- Opdracht
Geef uit de tekst over de Orde letterlijk het gedeelte weer van "Het salvo dat" tot en met "antwoord moet komen.".

- Te lezen tekst
Een klacht hierover bij de ACM van ondergetekende trof doel. De Orde kreeg te horen dat het verbod niet houdbaar was, en werd gedwongen de regels aan te passen. Voor de reputatie van de Orde was het niet best. Het gedrag versterkte het beeld van een archaïsche, in zichzelf gekeerde organisatie die wars is van vernieuwing met de rechtzoekende als slachtoffer.

Kulargumenten en juridisch verzet

Het salvo dat SRK en VVD hebben gelost is veel gevaarlijker dan het rumoer rond het provisieverbod. Vandaar dat de Orde zal terugvallen op het geijkte patroon: hakken in het zand.  Maar met alleen rigiditeit win je niemand voor je zaak, en al helemaal niet als je argumenten zwak zijn. Hoe kan je verdedigen dat dezelfde advocaten van SRK (die werken voor verzekerden) opeens niet meer onafhankelijk zouden zijn als ze werken voor niet-verzekerden? Dit is een lastige vraag waarop een goed antwoord moet komen.

Voorlopig heeft de Orde het recht wel aan haar zijde. In het zogeheten Wouters-arrest van het Europese Hof is in 2002 bepaald dat het de Orde is toegestaan om op grond van de beroepsethiek een samenwerking tussen een advocatenkantoor en een accountantsorganisatie te verbieden, in uitzondering op de mededingingsregels.

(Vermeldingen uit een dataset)
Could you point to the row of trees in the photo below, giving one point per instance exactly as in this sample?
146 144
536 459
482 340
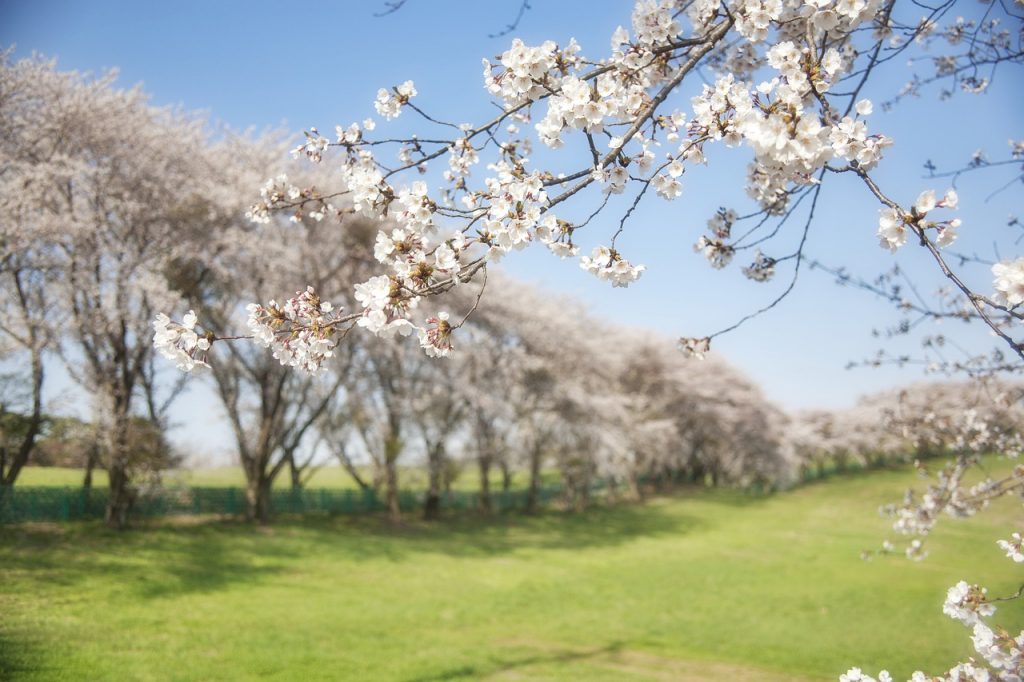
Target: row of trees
113 209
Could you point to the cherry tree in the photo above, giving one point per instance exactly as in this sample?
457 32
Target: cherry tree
787 81
101 193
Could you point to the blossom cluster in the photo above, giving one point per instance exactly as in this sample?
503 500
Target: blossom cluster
893 222
389 104
179 342
791 120
299 331
1009 283
279 194
608 264
1000 655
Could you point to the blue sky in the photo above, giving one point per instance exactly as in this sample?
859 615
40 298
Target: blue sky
259 65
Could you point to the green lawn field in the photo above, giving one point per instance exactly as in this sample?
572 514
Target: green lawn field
702 585
332 477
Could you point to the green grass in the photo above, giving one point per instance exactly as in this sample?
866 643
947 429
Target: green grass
333 477
702 585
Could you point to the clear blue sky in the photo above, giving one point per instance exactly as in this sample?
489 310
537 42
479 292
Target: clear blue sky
298 65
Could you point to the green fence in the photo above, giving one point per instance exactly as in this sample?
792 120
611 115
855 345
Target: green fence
19 504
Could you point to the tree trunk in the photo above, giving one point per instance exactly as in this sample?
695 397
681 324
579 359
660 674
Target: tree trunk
392 448
435 473
120 502
258 489
10 470
295 472
90 463
506 476
483 502
534 493
119 505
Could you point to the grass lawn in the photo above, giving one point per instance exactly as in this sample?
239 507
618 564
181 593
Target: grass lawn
699 586
332 476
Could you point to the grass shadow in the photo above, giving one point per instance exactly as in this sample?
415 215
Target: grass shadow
511 665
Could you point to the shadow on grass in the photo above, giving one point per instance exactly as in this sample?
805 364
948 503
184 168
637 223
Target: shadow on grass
508 666
19 655
174 557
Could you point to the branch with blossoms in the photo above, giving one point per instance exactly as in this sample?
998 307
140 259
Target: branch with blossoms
634 137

- Antwoord
Het salvo dat SRK en VVD hebben gelost is veel gevaarlijker dan het rumoer rond het provisieverbod. Vandaar dat de Orde zal terugvallen op het geijkte patroon: hakken in het zand.  Maar met alleen rigiditeit win je niemand voor je zaak, en al helemaal niet als je argumenten zwak zijn. Hoe kan je verdedigen dat dezelfde advocaten van SRK (die werken voor verzekerden) opeens niet meer onafhankelijk zouden zijn als ze werken voor niet-verzekerden? Dit is een lastige vraag waarop een goed antwoord moet komen.